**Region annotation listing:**

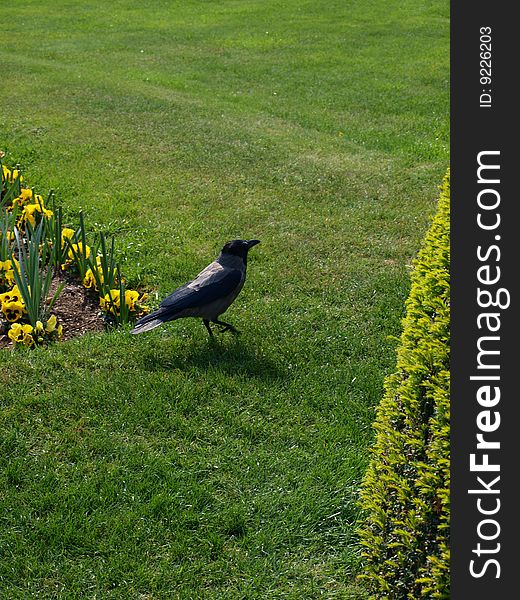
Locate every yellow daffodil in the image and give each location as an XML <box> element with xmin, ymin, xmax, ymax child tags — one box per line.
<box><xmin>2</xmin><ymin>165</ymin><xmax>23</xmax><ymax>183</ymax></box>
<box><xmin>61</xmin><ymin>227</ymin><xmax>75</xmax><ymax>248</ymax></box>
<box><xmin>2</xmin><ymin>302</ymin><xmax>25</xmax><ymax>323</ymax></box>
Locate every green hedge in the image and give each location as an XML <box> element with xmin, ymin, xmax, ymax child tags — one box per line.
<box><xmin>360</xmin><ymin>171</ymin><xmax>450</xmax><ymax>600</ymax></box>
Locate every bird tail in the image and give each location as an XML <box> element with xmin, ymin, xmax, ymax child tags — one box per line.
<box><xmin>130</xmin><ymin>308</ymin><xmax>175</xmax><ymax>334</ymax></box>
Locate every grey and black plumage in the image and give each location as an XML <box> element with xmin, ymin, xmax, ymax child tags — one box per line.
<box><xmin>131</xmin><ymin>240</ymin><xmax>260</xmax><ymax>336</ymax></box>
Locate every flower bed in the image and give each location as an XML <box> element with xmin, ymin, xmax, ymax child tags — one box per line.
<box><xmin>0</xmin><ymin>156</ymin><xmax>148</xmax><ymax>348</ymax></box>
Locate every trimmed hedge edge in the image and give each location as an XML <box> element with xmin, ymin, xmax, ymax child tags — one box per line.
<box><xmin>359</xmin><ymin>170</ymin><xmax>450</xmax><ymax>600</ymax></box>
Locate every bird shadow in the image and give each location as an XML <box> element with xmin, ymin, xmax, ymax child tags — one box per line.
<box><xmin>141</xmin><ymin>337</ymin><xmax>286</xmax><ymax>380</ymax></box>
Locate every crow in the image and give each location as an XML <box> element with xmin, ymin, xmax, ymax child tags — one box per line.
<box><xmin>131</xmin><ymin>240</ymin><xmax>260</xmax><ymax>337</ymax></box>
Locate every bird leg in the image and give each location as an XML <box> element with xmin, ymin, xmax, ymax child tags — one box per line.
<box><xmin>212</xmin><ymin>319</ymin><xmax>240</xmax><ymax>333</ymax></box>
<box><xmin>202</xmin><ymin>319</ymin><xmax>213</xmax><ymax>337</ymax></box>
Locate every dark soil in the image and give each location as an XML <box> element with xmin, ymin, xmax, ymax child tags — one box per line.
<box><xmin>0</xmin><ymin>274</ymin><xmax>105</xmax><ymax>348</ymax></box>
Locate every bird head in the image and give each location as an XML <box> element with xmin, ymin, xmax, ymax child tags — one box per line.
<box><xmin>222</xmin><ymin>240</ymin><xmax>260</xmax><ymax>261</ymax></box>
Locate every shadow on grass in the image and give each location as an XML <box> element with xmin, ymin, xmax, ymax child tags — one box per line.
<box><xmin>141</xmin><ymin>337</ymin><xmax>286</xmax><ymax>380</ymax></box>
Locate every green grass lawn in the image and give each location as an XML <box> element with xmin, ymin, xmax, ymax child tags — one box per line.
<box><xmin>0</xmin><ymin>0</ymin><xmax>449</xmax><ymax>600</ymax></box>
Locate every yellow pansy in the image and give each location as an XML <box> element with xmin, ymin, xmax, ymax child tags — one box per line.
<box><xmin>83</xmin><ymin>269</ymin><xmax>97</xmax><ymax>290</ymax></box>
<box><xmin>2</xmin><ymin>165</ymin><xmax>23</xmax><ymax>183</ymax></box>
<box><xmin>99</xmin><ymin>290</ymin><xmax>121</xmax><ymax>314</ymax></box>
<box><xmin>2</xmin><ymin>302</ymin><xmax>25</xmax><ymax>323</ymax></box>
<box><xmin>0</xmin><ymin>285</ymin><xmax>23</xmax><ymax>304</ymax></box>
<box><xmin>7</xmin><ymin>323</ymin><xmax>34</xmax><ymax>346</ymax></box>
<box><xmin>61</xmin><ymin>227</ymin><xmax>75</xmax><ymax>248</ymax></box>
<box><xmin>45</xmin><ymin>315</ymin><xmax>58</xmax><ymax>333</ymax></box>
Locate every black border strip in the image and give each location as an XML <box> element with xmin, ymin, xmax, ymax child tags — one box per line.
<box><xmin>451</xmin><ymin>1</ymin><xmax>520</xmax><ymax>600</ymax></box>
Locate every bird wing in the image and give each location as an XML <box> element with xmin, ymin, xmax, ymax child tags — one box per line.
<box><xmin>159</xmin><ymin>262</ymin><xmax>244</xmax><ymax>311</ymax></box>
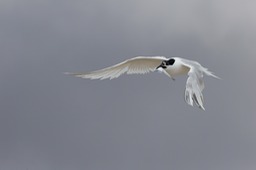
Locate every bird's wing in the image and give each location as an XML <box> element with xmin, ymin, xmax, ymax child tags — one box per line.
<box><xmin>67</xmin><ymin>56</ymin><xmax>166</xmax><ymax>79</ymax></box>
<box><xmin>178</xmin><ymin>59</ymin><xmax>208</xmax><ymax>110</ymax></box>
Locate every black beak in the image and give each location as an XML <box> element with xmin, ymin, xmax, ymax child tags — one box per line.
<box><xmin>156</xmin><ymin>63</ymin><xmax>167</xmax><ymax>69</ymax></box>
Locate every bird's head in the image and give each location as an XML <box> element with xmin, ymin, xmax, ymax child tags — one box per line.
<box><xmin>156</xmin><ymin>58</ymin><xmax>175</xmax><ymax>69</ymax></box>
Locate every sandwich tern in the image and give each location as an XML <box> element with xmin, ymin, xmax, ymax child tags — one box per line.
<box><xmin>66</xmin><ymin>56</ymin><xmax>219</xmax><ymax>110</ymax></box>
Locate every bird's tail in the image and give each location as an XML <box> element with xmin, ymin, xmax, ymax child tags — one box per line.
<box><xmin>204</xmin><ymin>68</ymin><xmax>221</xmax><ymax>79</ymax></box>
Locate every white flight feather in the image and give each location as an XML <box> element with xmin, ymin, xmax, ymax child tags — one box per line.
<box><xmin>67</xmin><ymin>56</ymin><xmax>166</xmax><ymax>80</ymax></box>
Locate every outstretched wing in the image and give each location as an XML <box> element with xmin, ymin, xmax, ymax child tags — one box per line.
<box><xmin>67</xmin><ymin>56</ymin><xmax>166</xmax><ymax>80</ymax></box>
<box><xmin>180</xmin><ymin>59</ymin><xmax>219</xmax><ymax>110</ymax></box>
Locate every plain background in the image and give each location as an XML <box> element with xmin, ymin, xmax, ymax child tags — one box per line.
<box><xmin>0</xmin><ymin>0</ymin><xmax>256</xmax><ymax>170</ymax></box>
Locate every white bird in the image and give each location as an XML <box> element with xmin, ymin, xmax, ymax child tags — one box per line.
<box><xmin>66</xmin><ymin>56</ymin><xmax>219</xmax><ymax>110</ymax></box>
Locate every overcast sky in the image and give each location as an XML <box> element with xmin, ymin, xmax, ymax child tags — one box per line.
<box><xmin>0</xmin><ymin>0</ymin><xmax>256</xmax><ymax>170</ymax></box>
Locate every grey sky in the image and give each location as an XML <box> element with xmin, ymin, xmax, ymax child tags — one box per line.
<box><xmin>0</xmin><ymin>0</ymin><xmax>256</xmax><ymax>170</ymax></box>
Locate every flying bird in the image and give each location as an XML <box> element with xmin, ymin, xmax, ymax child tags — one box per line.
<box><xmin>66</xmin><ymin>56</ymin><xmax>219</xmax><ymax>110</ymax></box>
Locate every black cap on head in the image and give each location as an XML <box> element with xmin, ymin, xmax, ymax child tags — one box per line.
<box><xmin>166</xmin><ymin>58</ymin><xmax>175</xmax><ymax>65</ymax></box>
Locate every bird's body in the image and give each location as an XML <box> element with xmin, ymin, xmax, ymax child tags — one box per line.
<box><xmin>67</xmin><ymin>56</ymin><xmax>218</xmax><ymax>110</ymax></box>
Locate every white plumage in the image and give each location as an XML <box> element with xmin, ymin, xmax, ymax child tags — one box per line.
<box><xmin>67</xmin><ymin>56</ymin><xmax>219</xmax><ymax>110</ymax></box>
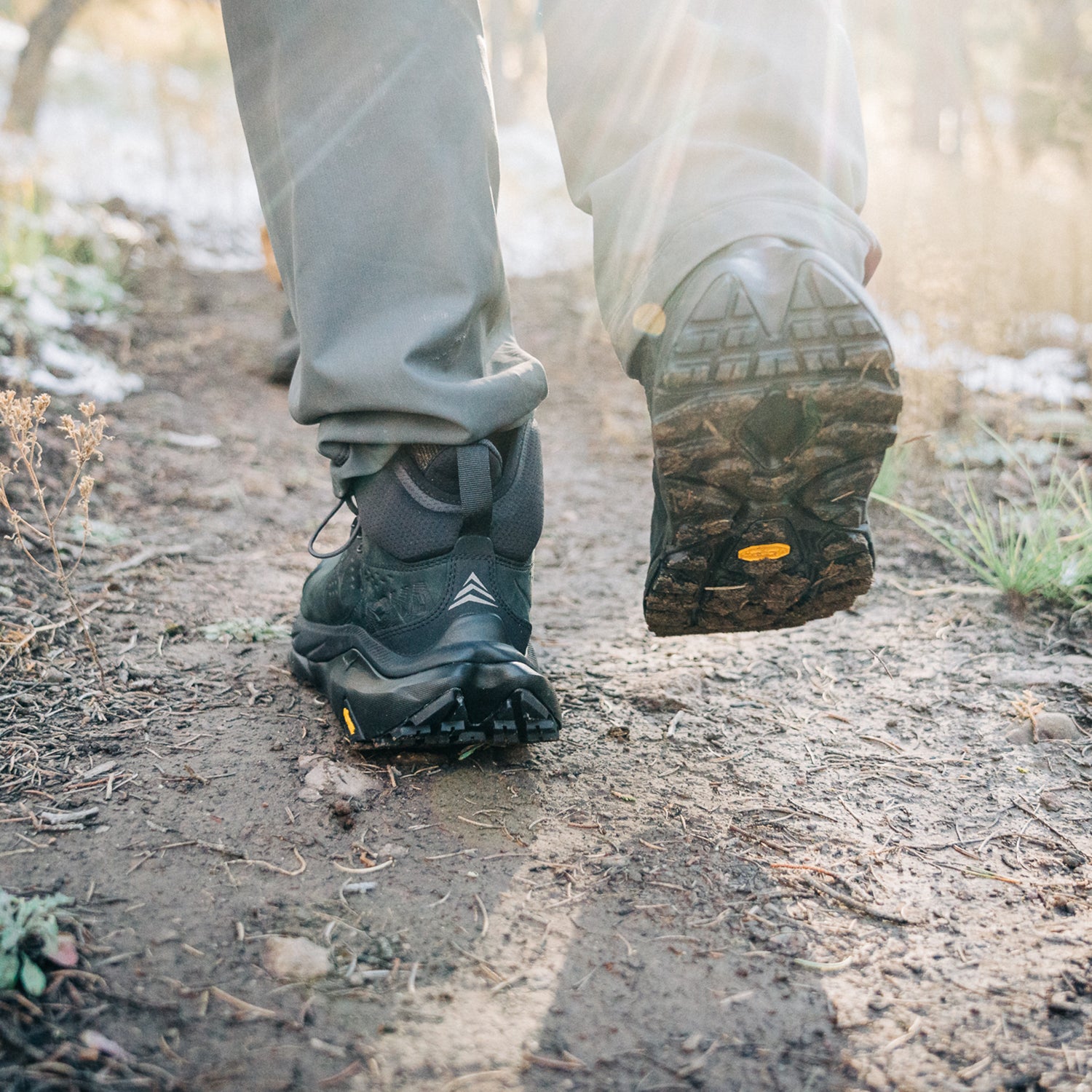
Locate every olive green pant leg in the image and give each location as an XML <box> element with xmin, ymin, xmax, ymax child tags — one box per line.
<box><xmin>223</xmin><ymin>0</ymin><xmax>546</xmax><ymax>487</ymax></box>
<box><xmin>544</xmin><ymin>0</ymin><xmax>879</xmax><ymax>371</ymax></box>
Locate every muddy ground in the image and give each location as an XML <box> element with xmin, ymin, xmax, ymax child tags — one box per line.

**Stated goal:** Pull out every line of the listing above that contains the word "grass", matching case exactly.

**Answer to this task:**
Locate every shadow on grass in the image and give each location as an XML <box> element with xmin, ymin, xmax, ymax child tags — one box per line.
Locate every green grass lawn in the image and give each location as an XML <box> element with xmin, ymin, xmax, ymax child tags — one box per line.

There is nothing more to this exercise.